* _SET TASKS_:
1. Copy the passage of the BOAT text between "Due to their" and "of modern systems.", inclusive.
2. For each statement below, say whether it agrees with the BOAT text, answering yes or no and quoting the deciding words: (a) For a Cassandra workload, the 99%-ile latency fell from 19ms to 7ms. (b) The TensorFlow computation was tuned for two days. (c) Optimising the configuration requires changing application code.

* _PAGE TEXT_:
-*-*-
BOAT: Building auto-tuners with structured Bayesian optimization

BOAT: Building auto-tuners with structured Bayesian optimization Dalibard et al., WWW’17

Due to their complexity, modern systems expose many configuration parameters which users must tune to maximize performance… From the number of machines used in a distributed application, to low-level parameters such as compiler flags, managing configurations has become one of the main challenges faced by users of modern systems.

The time and expertise required to optimise configuration settings simply doesn’t exist in many DevOps teams focused on rapidly delivering application functionality. That’s a shame, because optimising the configuration (without changing a single line of application code) can have way bigger benefits than I ever would have imagined before I first starting looking into this space. Today’s paper choice, BOAT, provides further evidence of that, reducing 99%-ile latency from 19ms to 7ms for a Cassandra workload for an optimised setting vs the defaults. In addition, two hours spent tuning the configuration of a TensorFlow computation delivered at least a 2x speed-up in the median time per SGD iteration.
-*-*-
* _DATA LINES_:
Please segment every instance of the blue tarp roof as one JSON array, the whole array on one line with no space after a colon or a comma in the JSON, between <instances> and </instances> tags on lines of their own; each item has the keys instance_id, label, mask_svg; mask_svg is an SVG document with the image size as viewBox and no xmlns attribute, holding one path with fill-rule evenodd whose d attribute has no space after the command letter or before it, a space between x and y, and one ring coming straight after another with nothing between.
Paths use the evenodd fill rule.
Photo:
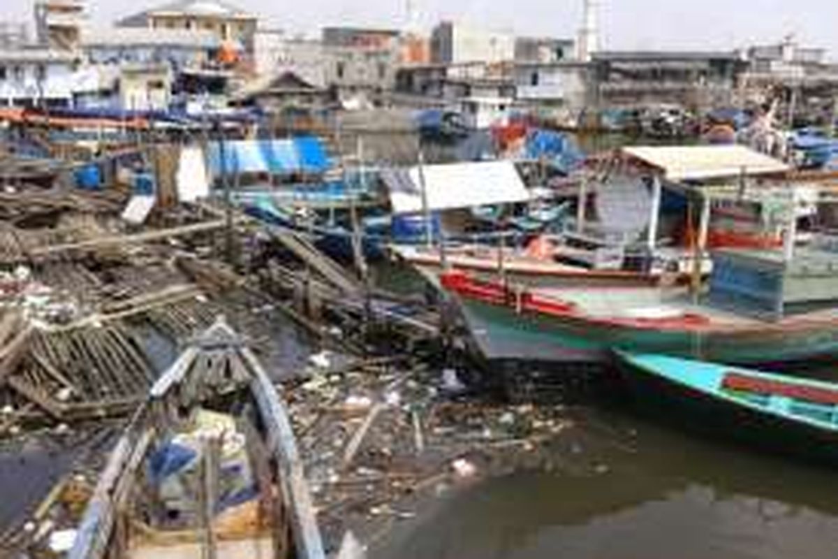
-*-*-
* _SOLUTIONS TO THE TASKS_:
1.
Due to their complexity, modern systems expose many configuration parameters which users must tune to maximize performance… From the number of machines used in a distributed application, to low-level parameters such as compiler flags, managing configurations has become one of the main challenges faced by users of modern systems.

2.
(a) Yes: "reducing 99%-ile latency from 19ms to 7ms for a Cassandra workload"
(b) No: "two hours spent tuning the configuration of a TensorFlow computation"
(c) No: "without changing a single line of application code"